DOCUMENT SEGMENT:
..........

Begin by cleaning and splitting Our Data

In [None]:
# here we hard-coded the instacart dataset's path
path = "instacart"
# We return df_products for further uses like doing some analysis 
df_train, dev_set, test_set, df_products = instacartParser(path, item_threshold=10, basket_threshold=2, subdata=0.05,verbose=True)

Show some dimensions

In [None]:
n_users = df_train.UID.unique().shape[0]
n_items = df_products['PID'].unique().shape[0]
n_baskets = df_train.BID.unique().shape[0]
print('n_users:',n_users)
print('n_items:',n_items)
print('n_baskets:',n_baskets)

### 1-User-Wise Popularity Method

In [None]:
def uwPopMat(df_train, n_items, recency=0):
  '''
    Calculate the user popularity matrix with the given recency window
  '''
  n_users = df_train.UID.unique().shape[0]
  if (recency>0):
    # Get the number of user baskets Bu 
    BUCount = df_train.groupby(['UID'])['order'].max().reset_index(name='Bu')
    # Calculate the denominator which equal to Min(recency,Bu) for each user
    BUCount['denominator'] = np.minimum(BUCount['Bu'],5)
    # Calculater the order index, form where we start counting item appearance in recent orders   
    BUCount['startindex'] = np.maximum(BUCount['Bu']-5,0)
    # Calcualte item appearance in recent orders   
    tmp = pd.merge(BUCount, df_train,on='UID')[['UID','PID','order','startindex']]
    tmp = tmp.loc[(tmp['order']>=tmp['startindex'])==True].groupby(['UID','PID'])['order'].count().reset_index(name='numerator')
    tmp = pd.merge(BUCount[['UID','denominator']],tmp,on='UID')

..........

MATERIAL:
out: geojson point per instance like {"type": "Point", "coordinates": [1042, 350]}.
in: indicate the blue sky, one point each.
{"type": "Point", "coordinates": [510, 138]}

..........

SET TASKS:
[A] Print the Instacart notebook excerpt between "# Calculater the" and "BUCount['startindex'] = np.maximum(BUCount['Bu']-5,0)", inclusive, copying it word for word.
[B] Summarize the Instacart notebook excerpt in two sentences.

COMPLETED EXERCISE:
[A]
# Calculater the order index, form where we start counting item appearance in recent orders   
    BUCount['startindex'] = np.maximum(BUCount['Bu']-5,0)

[B] The Instacart notebook excerpt cleans and splits the Instacart data from a hard-coded path with instacartParser, which returns training, development, and test sets along with a products table. It then prints the number of users, items, and baskets, and begins a user-wise popularity method with uwPopMat, a function that calculates the user popularity matrix with a given recency window.